REQUEST A:
Please translate this sentence from the forum thread on remote desktop for SBS 2003 into Spanish: "I then use the method in Server management but it says that the NIC is already in use."

STUDY TEXT:

BEGIN

# Remote desktop for SBS 2003



## allanleslie (Feb 24, 2009)

I have been able to setup remote desktop on Windows 2003 by enabling it in the system properties and setting up a port on the router, but when i try this method in SBS 2003 it doesnt work. I then use the method in Server management but it says that the NIC is already in use. Do i need to install another NIC in the server?


----------



## bremner (Jun 5, 2008)

are you trying to access inside or outside of the Lan


----------



## allanleslie (Feb 24, 2009)

Inside - when I run the setup it is suggested to me that I have to install another LAN card. Is this the case


----------



## allanleslie (Feb 24, 2009)

Sorry, I meant outside the LAN


----------



## bremner (Jun 5, 2008)

END

REQUEST B:
Reproduce the entries verbatim, from their very first line through the line holding "box: [81, 84, 147, 157]", both ends included.

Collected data
BEGIN

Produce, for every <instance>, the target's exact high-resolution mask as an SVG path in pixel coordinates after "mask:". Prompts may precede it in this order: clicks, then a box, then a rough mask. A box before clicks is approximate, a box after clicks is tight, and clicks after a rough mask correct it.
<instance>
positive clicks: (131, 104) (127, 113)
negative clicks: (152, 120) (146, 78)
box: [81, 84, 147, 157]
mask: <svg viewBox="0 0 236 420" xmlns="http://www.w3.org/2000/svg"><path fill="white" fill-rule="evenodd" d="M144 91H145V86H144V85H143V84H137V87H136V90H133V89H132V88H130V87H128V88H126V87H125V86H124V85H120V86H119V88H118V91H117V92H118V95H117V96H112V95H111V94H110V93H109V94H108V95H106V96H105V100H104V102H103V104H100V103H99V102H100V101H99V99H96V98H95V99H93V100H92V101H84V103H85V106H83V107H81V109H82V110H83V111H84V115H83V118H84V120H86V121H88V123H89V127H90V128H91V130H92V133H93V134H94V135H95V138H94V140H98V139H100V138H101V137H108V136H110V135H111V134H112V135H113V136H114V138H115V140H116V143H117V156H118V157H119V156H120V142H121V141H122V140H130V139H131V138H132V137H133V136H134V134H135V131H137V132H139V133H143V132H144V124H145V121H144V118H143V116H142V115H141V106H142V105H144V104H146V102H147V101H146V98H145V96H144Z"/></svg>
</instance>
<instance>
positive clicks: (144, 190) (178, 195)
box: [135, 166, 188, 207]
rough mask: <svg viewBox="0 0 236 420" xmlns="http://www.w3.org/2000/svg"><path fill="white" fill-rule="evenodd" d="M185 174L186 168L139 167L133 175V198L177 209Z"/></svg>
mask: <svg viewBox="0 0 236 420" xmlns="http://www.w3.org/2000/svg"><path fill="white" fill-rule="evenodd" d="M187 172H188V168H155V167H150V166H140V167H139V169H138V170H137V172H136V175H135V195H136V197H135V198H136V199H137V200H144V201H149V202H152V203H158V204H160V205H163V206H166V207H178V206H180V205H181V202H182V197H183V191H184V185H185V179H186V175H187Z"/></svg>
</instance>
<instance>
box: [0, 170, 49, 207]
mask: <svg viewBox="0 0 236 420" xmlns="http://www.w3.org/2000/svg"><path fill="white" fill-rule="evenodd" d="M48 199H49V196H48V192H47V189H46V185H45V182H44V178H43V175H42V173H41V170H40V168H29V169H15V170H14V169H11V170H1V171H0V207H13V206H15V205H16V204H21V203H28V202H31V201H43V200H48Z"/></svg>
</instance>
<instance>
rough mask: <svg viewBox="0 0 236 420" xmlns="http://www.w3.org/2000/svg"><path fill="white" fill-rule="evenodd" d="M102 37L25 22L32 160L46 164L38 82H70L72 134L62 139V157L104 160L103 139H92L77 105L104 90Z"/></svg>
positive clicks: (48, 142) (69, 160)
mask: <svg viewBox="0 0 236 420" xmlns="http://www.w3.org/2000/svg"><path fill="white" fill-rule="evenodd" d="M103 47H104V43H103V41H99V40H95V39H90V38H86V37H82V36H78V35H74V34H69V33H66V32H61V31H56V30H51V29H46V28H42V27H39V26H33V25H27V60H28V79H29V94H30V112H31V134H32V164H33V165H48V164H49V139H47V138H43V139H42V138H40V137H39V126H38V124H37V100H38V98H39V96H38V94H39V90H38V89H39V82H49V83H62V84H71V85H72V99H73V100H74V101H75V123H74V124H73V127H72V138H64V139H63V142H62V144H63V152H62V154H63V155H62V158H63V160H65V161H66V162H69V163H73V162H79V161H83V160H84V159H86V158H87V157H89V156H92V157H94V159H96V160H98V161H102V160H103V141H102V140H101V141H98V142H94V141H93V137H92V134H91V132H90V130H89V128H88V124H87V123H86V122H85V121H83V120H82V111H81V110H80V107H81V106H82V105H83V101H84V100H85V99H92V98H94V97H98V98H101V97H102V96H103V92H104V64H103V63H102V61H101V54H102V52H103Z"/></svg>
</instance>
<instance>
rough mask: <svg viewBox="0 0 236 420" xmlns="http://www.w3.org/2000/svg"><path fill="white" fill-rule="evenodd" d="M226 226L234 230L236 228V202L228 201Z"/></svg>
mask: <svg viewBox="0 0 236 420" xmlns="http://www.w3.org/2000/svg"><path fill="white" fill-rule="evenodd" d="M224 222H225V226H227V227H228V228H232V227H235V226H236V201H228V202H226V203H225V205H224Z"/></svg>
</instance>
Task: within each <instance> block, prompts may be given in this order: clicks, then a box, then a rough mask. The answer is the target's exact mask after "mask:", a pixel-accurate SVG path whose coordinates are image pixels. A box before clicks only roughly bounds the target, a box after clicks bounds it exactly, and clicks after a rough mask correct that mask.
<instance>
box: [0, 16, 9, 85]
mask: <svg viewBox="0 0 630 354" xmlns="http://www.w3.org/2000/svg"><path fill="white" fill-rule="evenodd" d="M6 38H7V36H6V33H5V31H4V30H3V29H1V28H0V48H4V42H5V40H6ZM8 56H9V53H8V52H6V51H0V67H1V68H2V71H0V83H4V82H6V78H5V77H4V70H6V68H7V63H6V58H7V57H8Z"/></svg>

END

PROBLEM SOLUTION A:
Luego uso el método de Server management, pero dice que la NIC ya está en uso.

PROBLEM SOLUTION B:
Produce, for every <instance>, the target's exact high-resolution mask as an SVG path in pixel coordinates after "mask:". Prompts may precede it in this order: clicks, then a box, then a rough mask. A box before clicks is approximate, a box after clicks is tight, and clicks after a rough mask correct it.
<instance>
positive clicks: (131, 104) (127, 113)
negative clicks: (152, 120) (146, 78)
box: [81, 84, 147, 157]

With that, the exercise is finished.